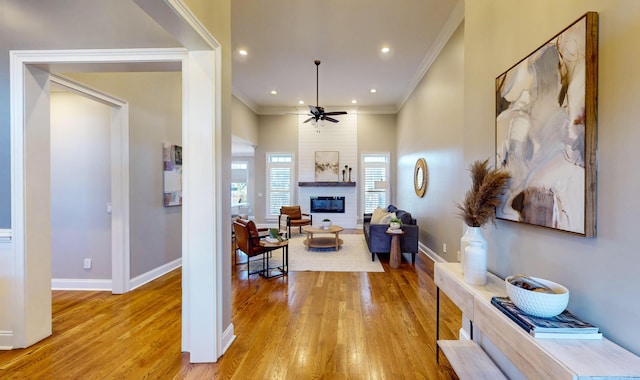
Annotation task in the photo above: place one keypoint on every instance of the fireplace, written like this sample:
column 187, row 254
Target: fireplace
column 327, row 204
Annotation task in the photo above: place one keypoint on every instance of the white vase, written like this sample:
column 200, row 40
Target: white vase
column 472, row 233
column 475, row 263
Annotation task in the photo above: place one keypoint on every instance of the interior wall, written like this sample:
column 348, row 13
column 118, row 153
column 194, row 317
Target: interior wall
column 377, row 134
column 216, row 17
column 80, row 224
column 251, row 183
column 430, row 126
column 155, row 109
column 244, row 122
column 600, row 272
column 276, row 133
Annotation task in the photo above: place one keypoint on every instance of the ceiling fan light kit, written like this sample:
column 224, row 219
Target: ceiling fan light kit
column 317, row 113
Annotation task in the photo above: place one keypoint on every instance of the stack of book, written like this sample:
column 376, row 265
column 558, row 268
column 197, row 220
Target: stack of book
column 562, row 326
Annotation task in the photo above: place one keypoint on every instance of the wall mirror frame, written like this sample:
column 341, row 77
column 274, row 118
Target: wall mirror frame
column 420, row 177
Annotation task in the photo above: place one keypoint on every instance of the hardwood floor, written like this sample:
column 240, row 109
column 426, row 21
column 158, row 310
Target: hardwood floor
column 307, row 325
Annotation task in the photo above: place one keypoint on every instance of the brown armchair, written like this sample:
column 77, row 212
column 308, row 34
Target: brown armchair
column 248, row 242
column 292, row 216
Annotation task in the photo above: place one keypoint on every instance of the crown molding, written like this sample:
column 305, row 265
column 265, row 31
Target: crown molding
column 455, row 18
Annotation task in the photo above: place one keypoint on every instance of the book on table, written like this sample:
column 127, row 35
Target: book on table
column 563, row 326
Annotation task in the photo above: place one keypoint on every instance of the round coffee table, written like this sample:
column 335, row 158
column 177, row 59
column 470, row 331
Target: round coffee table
column 323, row 241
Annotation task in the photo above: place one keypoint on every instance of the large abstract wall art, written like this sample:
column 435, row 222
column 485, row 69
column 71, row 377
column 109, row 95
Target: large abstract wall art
column 546, row 132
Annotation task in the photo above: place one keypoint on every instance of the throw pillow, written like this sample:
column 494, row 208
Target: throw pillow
column 293, row 212
column 377, row 214
column 404, row 216
column 387, row 218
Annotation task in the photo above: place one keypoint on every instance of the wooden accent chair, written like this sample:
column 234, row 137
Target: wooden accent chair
column 292, row 216
column 248, row 242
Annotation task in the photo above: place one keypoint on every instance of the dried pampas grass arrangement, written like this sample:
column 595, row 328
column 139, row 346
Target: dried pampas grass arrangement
column 480, row 202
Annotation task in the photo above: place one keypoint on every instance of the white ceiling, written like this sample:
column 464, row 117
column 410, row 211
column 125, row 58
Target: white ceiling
column 283, row 38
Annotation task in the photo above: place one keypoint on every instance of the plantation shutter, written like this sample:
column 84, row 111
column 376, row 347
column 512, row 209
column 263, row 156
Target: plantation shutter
column 375, row 169
column 280, row 169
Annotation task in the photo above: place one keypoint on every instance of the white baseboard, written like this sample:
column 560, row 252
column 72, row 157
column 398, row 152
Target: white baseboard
column 228, row 337
column 463, row 334
column 154, row 273
column 81, row 284
column 6, row 340
column 5, row 235
column 106, row 285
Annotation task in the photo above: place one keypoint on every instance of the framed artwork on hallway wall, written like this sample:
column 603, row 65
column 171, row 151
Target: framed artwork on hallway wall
column 546, row 132
column 326, row 166
column 172, row 166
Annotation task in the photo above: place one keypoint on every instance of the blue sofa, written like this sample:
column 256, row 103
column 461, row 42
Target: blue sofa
column 380, row 242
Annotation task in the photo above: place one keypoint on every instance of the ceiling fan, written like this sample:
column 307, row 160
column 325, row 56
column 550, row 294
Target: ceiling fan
column 317, row 112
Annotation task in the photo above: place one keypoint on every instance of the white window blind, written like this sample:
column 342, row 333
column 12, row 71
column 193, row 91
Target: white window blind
column 375, row 170
column 280, row 186
column 239, row 179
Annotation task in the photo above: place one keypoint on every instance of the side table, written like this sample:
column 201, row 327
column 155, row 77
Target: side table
column 282, row 270
column 395, row 256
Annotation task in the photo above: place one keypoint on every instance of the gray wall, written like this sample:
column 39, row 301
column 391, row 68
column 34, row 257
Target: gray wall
column 601, row 273
column 155, row 116
column 377, row 134
column 458, row 88
column 430, row 126
column 80, row 187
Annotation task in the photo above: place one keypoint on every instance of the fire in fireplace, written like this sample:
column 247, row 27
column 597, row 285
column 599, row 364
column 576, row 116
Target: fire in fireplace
column 327, row 204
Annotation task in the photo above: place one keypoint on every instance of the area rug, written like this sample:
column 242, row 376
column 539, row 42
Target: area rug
column 353, row 256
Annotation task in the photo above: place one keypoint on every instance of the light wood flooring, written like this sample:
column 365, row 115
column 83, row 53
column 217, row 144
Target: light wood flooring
column 307, row 325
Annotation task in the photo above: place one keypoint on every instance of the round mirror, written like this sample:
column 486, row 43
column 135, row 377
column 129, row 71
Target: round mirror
column 420, row 177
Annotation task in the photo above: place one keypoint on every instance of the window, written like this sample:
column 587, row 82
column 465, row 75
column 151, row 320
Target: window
column 279, row 186
column 239, row 178
column 377, row 185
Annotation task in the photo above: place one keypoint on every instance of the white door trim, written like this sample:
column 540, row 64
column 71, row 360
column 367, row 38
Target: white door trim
column 120, row 269
column 204, row 335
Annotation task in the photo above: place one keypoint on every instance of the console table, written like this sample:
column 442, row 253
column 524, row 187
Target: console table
column 535, row 358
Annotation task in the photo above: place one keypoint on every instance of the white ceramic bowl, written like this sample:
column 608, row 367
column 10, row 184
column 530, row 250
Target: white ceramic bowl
column 545, row 305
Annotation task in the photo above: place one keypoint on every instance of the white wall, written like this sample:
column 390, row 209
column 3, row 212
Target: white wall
column 80, row 187
column 244, row 123
column 275, row 134
column 601, row 273
column 339, row 137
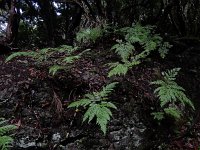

- Work item
Each line from the one containing "column 390, row 209" through the last line of the listing must be copied exactly, and the pictures must not be.

- Task answer
column 390, row 209
column 3, row 212
Target: white wall
column 80, row 187
column 244, row 123
column 275, row 134
column 601, row 273
column 339, row 137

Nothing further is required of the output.